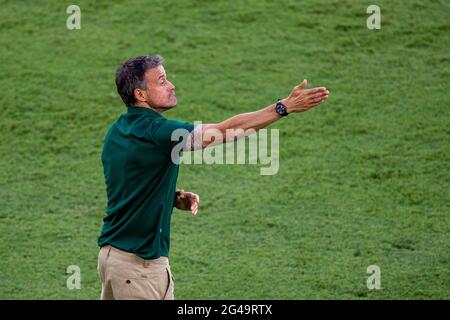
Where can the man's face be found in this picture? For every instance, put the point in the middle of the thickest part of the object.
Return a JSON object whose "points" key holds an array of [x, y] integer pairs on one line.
{"points": [[160, 92]]}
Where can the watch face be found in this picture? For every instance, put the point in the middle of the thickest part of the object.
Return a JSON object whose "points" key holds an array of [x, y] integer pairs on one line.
{"points": [[281, 109]]}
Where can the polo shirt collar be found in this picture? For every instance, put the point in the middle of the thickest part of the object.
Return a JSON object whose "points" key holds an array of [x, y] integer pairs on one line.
{"points": [[142, 110]]}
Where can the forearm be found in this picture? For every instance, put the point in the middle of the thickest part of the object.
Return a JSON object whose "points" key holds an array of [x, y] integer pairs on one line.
{"points": [[244, 124], [251, 120]]}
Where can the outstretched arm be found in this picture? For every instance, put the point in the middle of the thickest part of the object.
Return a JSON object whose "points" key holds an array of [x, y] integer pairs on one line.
{"points": [[299, 100]]}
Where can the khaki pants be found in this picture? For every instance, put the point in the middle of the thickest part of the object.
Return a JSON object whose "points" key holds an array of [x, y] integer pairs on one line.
{"points": [[124, 275]]}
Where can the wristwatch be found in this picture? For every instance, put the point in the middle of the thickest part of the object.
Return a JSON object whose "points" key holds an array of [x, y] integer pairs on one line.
{"points": [[281, 109]]}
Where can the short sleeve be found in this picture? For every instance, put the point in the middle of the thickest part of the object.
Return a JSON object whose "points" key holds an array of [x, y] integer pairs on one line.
{"points": [[171, 132]]}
************
* [Task details] Write out the records once more, word for word, though without the pictures they contain.

* [Exercise solution]
Where can the man's face be found in this picture? For every instance, put the point in the middle of the thickest part of the object.
Return a JSON object whose "points" key holds an array of [x, y] integer pairs on one line.
{"points": [[160, 92]]}
Where can the watch face be found in this picture? For every instance, put the point in the middle of the thickest part of the object.
Return a JSON object whose "points" key holds an array of [x, y] integer pairs on one line.
{"points": [[281, 109]]}
Where can the polo shirt collar be found in this picture? For every instance, put the point in the middle of the thickest part of the object.
Return a JSON object whose "points" key holds an array of [x, y] integer pairs on one line.
{"points": [[142, 110]]}
Where can the forearm be found in this picture? For every instance, put the point in the middle of the thickest part of the object.
Return a JSON object whose "points" key holds an array of [x, y] integer pairs on one line.
{"points": [[244, 124], [251, 120]]}
Where can the outstretched arm be found in this picture? For every instance, put the point in the middle of the thickest part of the object.
Return a JSON object whose "points" key holds an array of [x, y] integer pairs on one line.
{"points": [[299, 100]]}
Where can the khaki pants be found in this picture? For every instance, put the point in the middle of the thickest part of the object.
Return a JSON object whose "points" key holds an array of [x, y] integer pairs on one line.
{"points": [[124, 275]]}
Where can the wristwatch be found in this picture? For every instance, put the point in the middle of the thickest part of the object.
Return a JSON object whose "points" key holds an array of [x, y] integer pairs on one line.
{"points": [[281, 109]]}
Where can the short sleeve be found in this picture? For every instance, put the point in the middle of the thickest part of the object.
Return a JSON object whose "points" key holds an array of [x, y] integer pairs on one line.
{"points": [[171, 132]]}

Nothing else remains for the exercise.